AIM – Every entry below must be repeated exactly; skip the pictures.

RECORDS FOR PROCESSING –
=-=-=-=-=
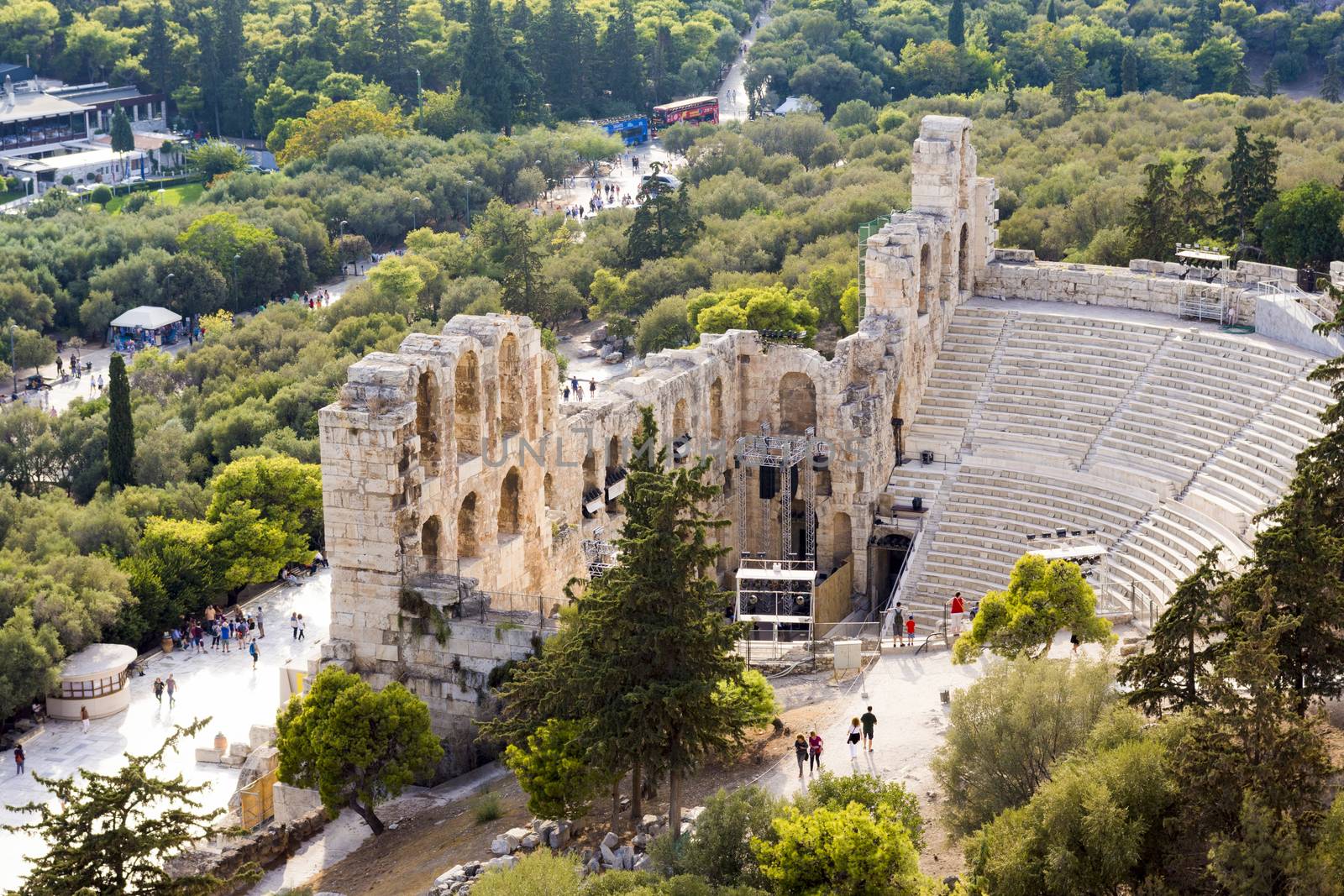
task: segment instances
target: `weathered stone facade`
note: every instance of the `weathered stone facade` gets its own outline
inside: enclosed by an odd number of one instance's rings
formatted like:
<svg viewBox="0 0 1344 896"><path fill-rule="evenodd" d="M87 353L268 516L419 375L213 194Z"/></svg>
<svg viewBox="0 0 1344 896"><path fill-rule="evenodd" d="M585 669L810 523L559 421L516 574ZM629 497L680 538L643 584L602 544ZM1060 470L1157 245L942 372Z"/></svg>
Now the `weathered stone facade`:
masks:
<svg viewBox="0 0 1344 896"><path fill-rule="evenodd" d="M794 435L814 426L832 446L818 477L817 567L852 555L855 591L867 594L866 545L895 457L891 419L914 415L995 238L995 187L976 175L969 129L965 118L925 118L914 210L870 240L864 318L829 360L755 332L706 334L562 403L536 326L492 314L458 316L439 334L413 334L398 352L353 364L340 400L320 415L341 662L375 686L407 681L441 732L480 712L489 670L526 656L566 582L586 575L582 540L620 529L620 501L587 516L585 494L622 476L644 404L664 442L689 435L695 454L715 457L730 520L738 489L758 501L754 476L734 469L734 439L762 424ZM724 576L741 551L778 543L778 524L761 531L762 517L726 532ZM452 603L444 583L464 579L489 592L488 606L477 596L452 619L425 610L426 596Z"/></svg>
=-=-=-=-=
TASK SOLUTION –
task: segment instances
target: `weathered stone facade`
note: every instance of the `weathered stone facade` gets its own outline
inside: enclosed by an odd number of one instance's rings
formatted like:
<svg viewBox="0 0 1344 896"><path fill-rule="evenodd" d="M87 353L268 516L419 375L213 194Z"/></svg>
<svg viewBox="0 0 1344 896"><path fill-rule="evenodd" d="M585 669L810 523L559 421L516 574ZM629 497L680 538L643 584L602 544ZM1060 470L1157 245L942 372Z"/></svg>
Now the `weathered stone facade`:
masks:
<svg viewBox="0 0 1344 896"><path fill-rule="evenodd" d="M794 435L814 426L832 446L818 477L817 567L852 555L855 591L867 594L866 545L895 457L891 419L914 415L995 238L995 187L976 175L969 129L965 118L925 118L914 210L870 240L864 318L829 360L755 332L706 334L562 403L536 326L492 314L458 316L439 334L413 334L398 352L353 364L340 400L320 415L341 662L375 686L407 681L441 732L480 712L489 670L526 656L566 582L586 575L582 540L620 529L620 501L587 516L585 494L622 476L644 404L664 442L689 435L695 454L715 457L730 520L738 489L758 501L754 476L734 469L734 439L762 424ZM724 576L741 551L778 543L778 524L761 531L762 517L726 532ZM452 603L444 583L464 579L489 592L488 606L477 596L452 619L425 610L426 596Z"/></svg>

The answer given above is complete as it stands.